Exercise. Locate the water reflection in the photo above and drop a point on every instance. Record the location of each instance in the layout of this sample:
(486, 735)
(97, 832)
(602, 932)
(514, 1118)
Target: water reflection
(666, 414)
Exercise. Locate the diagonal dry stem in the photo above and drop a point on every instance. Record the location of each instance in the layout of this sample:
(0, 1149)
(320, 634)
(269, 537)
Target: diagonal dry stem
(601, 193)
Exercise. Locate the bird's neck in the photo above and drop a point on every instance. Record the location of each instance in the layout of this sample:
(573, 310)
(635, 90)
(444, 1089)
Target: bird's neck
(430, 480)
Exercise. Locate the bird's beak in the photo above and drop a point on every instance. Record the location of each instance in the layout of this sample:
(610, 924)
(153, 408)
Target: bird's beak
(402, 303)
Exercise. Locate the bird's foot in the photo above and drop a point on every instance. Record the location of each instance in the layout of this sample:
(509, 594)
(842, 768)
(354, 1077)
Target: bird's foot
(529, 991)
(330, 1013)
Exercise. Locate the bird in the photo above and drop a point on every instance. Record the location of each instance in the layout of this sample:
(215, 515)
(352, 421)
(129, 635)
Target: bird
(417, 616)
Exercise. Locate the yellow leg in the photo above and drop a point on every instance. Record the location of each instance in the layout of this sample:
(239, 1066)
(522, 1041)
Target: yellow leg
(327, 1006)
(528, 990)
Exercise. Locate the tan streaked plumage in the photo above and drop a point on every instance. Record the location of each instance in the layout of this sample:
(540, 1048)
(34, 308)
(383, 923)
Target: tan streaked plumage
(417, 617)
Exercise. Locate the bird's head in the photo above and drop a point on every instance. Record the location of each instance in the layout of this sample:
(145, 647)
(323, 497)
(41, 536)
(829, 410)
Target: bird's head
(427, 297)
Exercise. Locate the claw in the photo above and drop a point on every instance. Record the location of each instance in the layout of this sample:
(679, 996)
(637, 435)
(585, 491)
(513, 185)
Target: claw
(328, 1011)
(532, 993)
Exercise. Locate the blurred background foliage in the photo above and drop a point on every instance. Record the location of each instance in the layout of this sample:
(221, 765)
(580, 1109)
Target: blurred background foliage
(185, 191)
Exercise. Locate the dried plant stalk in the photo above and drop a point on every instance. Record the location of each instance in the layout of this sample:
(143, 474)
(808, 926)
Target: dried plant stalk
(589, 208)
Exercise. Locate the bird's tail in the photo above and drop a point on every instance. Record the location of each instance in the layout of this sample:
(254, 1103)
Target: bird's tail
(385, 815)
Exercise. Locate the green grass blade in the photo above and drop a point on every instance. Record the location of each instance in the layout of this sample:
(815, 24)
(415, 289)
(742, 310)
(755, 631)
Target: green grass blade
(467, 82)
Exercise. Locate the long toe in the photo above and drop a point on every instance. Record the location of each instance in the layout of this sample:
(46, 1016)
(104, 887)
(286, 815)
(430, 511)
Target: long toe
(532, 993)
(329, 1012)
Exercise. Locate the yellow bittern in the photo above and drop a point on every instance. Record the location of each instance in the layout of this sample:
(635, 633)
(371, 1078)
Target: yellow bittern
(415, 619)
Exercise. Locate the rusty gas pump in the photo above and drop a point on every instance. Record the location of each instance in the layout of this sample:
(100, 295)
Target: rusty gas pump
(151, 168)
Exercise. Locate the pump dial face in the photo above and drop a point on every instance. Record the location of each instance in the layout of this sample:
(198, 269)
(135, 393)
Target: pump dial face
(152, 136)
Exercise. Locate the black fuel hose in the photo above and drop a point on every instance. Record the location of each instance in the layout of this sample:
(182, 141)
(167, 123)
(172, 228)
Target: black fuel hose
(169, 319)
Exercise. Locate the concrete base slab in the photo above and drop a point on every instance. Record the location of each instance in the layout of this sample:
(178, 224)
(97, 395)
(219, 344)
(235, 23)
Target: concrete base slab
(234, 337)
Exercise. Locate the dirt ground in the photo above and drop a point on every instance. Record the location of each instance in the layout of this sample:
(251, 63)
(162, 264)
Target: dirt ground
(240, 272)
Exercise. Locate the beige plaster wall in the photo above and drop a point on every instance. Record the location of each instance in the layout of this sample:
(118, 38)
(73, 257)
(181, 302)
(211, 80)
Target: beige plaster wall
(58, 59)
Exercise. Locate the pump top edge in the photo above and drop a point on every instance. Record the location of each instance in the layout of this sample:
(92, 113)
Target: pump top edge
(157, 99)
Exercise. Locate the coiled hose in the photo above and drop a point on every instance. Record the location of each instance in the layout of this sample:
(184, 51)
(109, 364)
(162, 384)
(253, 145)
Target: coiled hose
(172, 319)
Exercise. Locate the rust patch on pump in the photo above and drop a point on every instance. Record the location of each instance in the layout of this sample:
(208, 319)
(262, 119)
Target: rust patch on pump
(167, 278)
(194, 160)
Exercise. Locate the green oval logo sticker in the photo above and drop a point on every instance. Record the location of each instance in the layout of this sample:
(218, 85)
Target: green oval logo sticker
--
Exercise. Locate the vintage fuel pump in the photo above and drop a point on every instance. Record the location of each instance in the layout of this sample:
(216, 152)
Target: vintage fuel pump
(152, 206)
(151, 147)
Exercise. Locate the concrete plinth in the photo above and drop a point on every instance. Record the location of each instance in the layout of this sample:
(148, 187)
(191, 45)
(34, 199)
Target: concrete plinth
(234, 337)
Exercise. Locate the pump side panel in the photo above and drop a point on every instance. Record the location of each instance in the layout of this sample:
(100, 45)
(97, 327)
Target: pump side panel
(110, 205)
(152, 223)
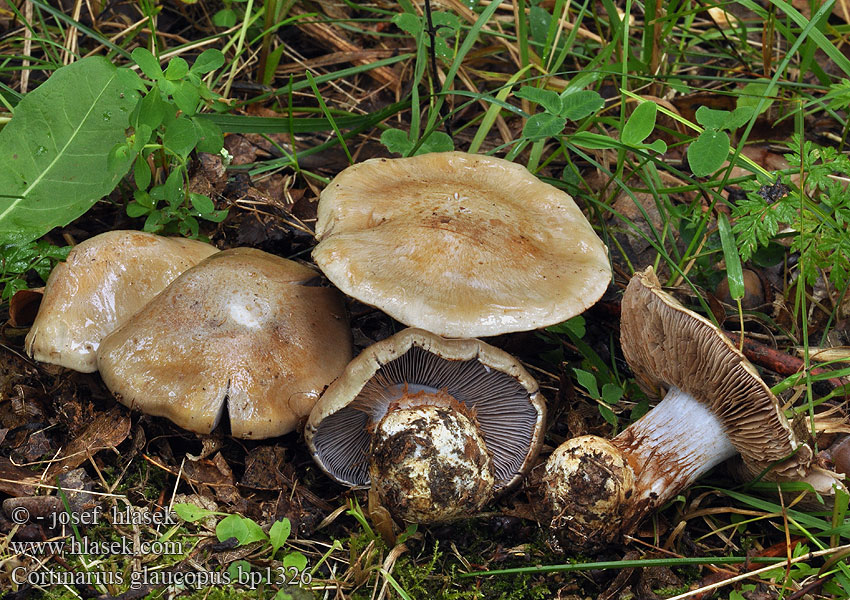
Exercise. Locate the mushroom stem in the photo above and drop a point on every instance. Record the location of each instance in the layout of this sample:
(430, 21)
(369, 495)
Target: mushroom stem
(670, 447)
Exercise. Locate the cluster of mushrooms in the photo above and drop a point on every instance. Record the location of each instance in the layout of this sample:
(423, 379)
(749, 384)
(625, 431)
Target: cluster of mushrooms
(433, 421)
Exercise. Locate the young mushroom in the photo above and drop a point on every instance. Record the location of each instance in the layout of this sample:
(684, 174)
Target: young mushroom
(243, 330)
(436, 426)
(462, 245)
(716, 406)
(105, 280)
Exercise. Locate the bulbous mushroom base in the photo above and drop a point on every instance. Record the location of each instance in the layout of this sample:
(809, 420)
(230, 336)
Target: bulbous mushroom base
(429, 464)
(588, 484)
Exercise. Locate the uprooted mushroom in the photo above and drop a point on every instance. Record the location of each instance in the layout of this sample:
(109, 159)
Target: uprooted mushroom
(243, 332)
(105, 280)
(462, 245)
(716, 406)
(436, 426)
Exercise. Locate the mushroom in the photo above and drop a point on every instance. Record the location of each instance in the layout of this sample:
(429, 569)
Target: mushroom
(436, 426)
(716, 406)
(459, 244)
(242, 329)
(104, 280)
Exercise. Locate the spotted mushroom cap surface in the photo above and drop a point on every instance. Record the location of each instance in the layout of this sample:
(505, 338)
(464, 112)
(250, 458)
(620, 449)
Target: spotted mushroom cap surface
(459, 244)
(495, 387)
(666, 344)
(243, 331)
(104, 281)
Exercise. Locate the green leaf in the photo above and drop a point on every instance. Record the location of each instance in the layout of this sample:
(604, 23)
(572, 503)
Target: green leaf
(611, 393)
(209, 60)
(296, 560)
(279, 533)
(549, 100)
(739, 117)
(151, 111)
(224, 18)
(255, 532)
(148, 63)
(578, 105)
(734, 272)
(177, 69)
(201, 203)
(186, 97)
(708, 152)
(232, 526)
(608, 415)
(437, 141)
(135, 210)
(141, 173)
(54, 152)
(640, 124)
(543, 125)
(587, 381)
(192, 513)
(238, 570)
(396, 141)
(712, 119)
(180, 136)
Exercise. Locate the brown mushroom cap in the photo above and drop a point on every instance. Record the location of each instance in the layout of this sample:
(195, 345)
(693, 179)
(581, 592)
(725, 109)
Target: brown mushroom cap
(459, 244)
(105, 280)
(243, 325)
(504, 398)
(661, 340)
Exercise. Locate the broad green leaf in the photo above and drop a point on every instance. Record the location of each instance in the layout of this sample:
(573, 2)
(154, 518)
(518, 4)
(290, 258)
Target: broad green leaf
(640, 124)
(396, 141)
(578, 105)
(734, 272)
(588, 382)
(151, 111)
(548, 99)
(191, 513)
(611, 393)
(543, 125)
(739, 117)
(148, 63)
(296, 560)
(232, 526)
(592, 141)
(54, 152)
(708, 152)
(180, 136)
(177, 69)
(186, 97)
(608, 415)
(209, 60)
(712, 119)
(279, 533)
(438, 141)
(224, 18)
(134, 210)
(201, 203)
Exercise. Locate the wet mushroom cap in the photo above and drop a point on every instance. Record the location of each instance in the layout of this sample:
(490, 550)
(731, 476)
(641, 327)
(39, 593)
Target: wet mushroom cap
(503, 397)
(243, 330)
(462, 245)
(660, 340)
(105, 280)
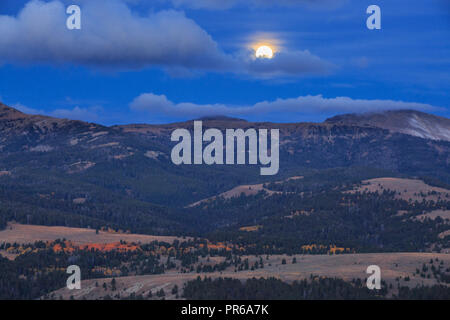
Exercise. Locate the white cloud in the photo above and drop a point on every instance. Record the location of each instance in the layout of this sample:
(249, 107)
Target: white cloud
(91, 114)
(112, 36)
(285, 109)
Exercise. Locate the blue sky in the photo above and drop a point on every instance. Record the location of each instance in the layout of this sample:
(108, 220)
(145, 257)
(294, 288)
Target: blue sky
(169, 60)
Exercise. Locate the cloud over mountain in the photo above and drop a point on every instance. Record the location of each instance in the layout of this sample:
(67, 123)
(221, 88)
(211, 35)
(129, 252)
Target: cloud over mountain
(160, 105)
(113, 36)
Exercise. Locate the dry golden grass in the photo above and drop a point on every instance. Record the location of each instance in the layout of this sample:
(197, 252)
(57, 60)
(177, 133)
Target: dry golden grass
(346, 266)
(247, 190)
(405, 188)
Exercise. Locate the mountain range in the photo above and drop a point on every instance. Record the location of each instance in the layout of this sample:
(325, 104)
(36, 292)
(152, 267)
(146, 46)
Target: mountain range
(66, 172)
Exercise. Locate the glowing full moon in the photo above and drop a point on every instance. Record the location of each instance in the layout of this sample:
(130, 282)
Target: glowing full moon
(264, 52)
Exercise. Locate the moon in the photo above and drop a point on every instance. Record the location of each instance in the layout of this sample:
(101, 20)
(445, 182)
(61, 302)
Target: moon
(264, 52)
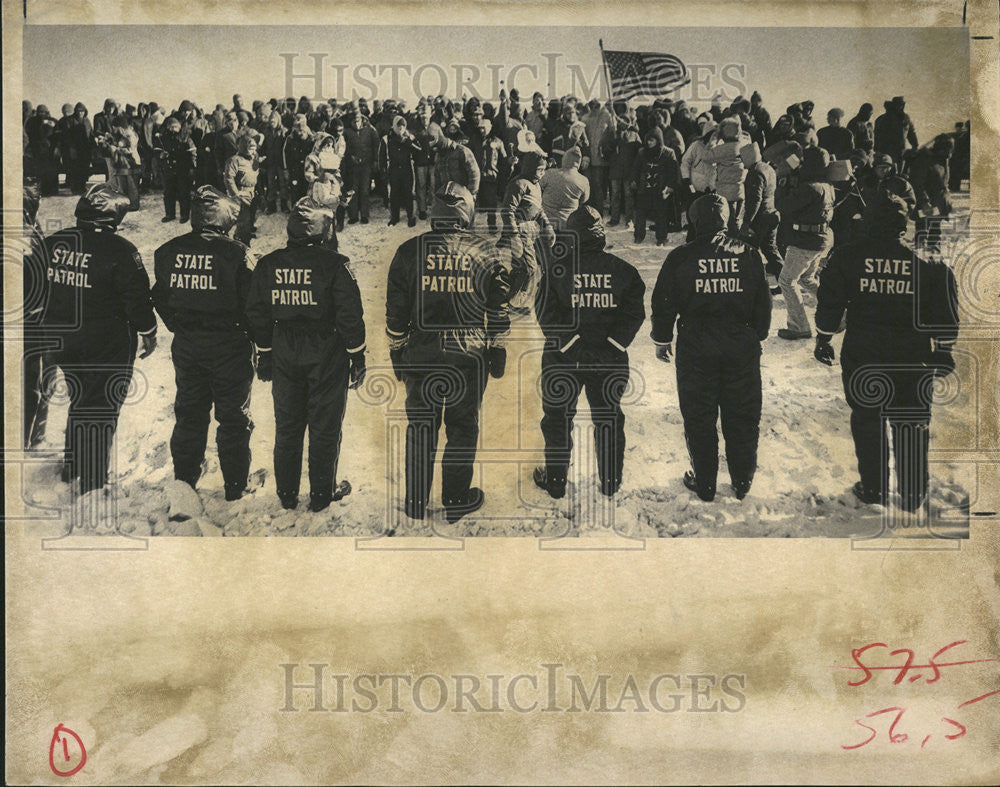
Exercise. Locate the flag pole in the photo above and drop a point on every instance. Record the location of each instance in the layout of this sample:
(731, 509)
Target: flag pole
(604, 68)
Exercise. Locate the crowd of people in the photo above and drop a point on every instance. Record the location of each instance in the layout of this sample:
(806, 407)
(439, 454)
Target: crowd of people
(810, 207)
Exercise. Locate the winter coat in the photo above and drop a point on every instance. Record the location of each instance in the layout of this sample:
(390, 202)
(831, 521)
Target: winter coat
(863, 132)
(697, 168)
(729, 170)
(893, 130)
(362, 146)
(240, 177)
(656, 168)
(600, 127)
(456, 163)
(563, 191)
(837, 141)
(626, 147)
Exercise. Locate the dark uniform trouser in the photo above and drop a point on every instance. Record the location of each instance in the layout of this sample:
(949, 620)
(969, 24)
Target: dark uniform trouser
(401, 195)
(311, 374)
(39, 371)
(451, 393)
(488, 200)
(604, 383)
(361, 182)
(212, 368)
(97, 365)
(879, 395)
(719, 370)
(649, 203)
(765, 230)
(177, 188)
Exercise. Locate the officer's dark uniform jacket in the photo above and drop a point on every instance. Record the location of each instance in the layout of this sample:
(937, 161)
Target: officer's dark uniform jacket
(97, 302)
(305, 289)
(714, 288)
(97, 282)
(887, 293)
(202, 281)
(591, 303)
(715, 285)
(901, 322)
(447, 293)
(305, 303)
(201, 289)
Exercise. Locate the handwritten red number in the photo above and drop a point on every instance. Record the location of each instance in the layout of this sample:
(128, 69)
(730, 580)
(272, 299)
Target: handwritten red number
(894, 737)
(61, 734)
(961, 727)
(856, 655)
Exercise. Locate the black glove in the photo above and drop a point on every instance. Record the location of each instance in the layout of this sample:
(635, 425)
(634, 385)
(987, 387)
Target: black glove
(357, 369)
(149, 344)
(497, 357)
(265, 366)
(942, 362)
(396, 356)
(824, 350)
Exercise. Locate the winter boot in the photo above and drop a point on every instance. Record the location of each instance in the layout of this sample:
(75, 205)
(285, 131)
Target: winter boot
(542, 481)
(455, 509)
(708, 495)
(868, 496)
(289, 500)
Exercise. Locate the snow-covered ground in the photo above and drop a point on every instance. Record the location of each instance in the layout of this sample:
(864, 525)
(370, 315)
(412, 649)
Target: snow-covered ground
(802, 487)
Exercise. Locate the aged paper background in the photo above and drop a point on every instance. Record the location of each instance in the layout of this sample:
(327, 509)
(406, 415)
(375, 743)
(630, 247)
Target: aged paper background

=== What the exercise asks ===
One stretch of the lines above is wanted, from the line that contains "Exercise. Locate the concrete base" through the line that contains "Exercise. Locate the coiled". Output it exactly.

=== Solution to this exercise ===
Exercise. Locate the concrete base slab in the photo above and drop a point on every instance. Record the location of each instance in the layout of this sample:
(178, 224)
(97, 395)
(219, 344)
(235, 23)
Target: concrete base slab
(234, 337)
Exercise. Locate the dirt ground in the photo above and drop a point on every instance. Record the location of each instance in the layout of this sample:
(251, 63)
(162, 264)
Target: dirt ground
(240, 272)
Exercise. Locate the beige plaster wall in the photo above and drop a point on every instance. Record the location of each instance in the layout of this sample:
(118, 38)
(73, 257)
(181, 302)
(211, 80)
Target: beige plaster wall
(58, 59)
Exercise. Locate the pump top edge in the photo above and drop a point on every instance. Record the location of each instance in the layout of this sample:
(92, 113)
Target: pump top edge
(157, 99)
Exercise. Locate the coiled hose in the photo above and drop a point on every instance. Record the location of each instance in the layout of this sample:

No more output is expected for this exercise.